FRAGMENTO DEL TEXTO:
Qatar

Qatar, identidades, intereses y fútbol

Lluís Foix

Un dato que me llamó la atención en la sesión inaugural del Mundial de fútbol de Qatar es que en el equipo anfitrión diez de los once jugadores no eran de origen qatarí. El régimen podía construir siete estadios ultramodernos, gastarse doscientos mil millones de dólares, comprar con petrodólares a la FIFA de hace más de diez años o intentar blanquear un régimen como previamente han hecho Rusia, China o la Argentina de Videla.

Pero no tenían jugadores y también los compraron ofreciéndoles la nacionalización. Quedarán los estadios, la lucha de los participantes para hacer un papel digno, un campeón final y el descubrimiento de nuevas estrellas que irán desfilando por los estadios a prueba de los calores desérticos.

El deporte moderno es en gran parte un regalo hecho por Inglaterra al mundo. Al historiador A.J.P. Taylor le oí decir un día en la BBC que cuando la influencia de Inglaterra se haya evaporado, el legado que quedará será la invención del fútbol y la monarquía parlamentaria. El primero ha sido un gran éxito y el segundo ha tenido un seguimiento mucho más frágil y limitado.

REGISTROS MOSTRADOS:
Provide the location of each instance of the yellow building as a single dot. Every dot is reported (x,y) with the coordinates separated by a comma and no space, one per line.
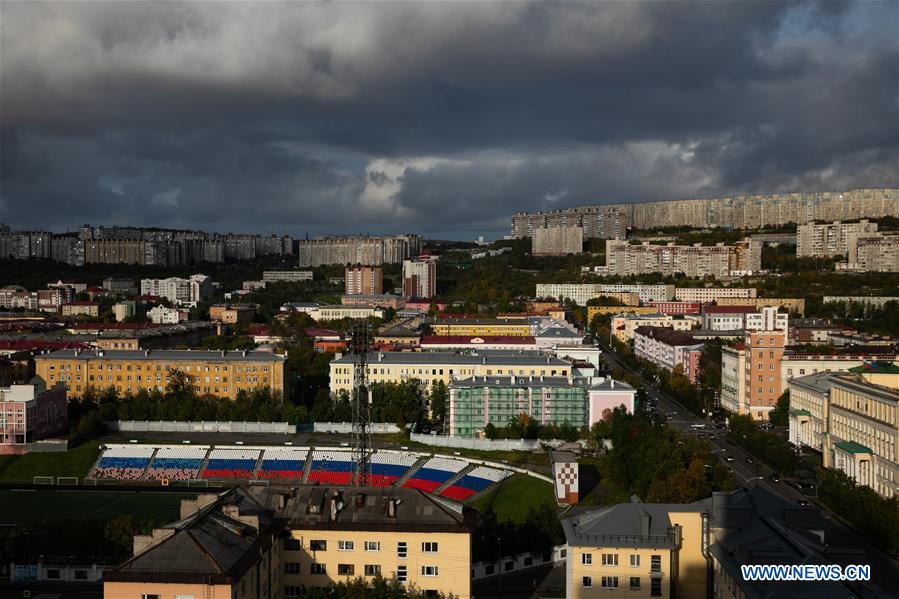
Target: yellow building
(219,373)
(482,327)
(428,367)
(636,550)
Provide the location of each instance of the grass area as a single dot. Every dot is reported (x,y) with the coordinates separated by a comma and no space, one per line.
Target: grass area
(515,496)
(539,462)
(75,462)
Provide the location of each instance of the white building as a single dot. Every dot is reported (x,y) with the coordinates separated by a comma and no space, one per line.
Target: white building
(177,290)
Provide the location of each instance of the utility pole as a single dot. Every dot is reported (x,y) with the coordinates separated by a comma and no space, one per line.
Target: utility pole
(361,410)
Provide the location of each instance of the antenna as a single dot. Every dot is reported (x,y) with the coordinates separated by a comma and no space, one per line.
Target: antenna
(361,410)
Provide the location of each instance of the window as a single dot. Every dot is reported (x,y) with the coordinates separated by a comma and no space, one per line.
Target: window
(610,582)
(372,570)
(346,569)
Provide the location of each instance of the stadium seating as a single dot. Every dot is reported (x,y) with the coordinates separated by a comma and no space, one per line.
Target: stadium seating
(283,463)
(388,466)
(123,462)
(177,463)
(332,467)
(474,482)
(434,473)
(231,463)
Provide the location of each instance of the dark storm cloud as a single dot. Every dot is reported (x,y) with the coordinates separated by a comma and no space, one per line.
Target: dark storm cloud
(442,118)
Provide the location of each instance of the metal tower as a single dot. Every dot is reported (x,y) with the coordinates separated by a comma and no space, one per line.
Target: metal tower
(361,410)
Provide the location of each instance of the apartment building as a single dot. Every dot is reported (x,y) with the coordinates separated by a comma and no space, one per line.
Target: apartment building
(478,401)
(179,291)
(852,417)
(358,250)
(580,293)
(733,379)
(732,318)
(739,211)
(232,313)
(707,295)
(428,367)
(557,240)
(637,549)
(419,278)
(828,240)
(219,373)
(339,312)
(364,280)
(383,300)
(490,327)
(286,276)
(764,350)
(90,309)
(29,413)
(668,349)
(624,327)
(222,546)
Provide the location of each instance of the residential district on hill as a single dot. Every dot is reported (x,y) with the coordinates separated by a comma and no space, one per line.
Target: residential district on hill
(643,417)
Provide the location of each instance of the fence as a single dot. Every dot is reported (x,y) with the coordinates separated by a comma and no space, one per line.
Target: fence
(378,428)
(167,426)
(515,563)
(486,444)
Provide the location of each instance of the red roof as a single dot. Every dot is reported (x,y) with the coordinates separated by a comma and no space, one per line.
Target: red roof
(468,339)
(730,309)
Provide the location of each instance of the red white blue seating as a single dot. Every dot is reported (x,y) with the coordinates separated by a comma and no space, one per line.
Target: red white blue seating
(332,467)
(388,466)
(474,482)
(123,462)
(231,463)
(177,463)
(280,463)
(434,473)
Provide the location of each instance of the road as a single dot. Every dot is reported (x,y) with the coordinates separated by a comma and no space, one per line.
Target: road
(838,536)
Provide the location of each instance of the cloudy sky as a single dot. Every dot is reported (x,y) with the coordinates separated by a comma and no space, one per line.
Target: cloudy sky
(442,118)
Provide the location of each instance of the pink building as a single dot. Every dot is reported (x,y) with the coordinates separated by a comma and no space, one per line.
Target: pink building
(29,413)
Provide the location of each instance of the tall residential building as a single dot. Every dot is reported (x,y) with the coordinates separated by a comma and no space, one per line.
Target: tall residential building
(624,259)
(177,290)
(358,250)
(557,240)
(419,278)
(739,212)
(827,240)
(219,373)
(364,280)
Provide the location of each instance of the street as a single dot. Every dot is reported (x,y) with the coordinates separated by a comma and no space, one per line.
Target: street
(839,535)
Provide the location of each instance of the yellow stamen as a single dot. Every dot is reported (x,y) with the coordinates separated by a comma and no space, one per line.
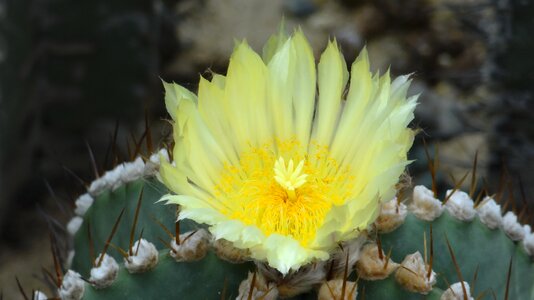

OBJETIVO PLANTEADO 1: Copia del texto sobre el Mundial de Qatar el fragmento que empieza en "El deporte moderno" y termina en "frágil y limitado.".
OBJETIVO PLANTEADO 2: Reescribe de forma más breve el párrafo del texto sobre el Mundial de Qatar que empieza con "Un dato que me llamó la atención", conservando sus datos principales.

RESPUESTA 1:
El deporte moderno es en gran parte un regalo hecho por Inglaterra al mundo. Al historiador A.J.P. Taylor le oí decir un día en la BBC que cuando la influencia de Inglaterra se haya evaporado, el legado que quedará será la invención del fútbol y la monarquía parlamentaria. El primero ha sido un gran éxito y el segundo ha tenido un seguimiento mucho más frágil y limitado.

RESPUESTA 2: En la inauguración del Mundial de Qatar, diez de los once jugadores del equipo anfitrión no eran de origen qatarí. El régimen podía levantar siete estadios ultramodernos, gastar doscientos mil millones de dólares, comprar con petrodólares a la FIFA de hace más de diez años o intentar blanquearse, como antes hicieron Rusia, China o la Argentina de Videla.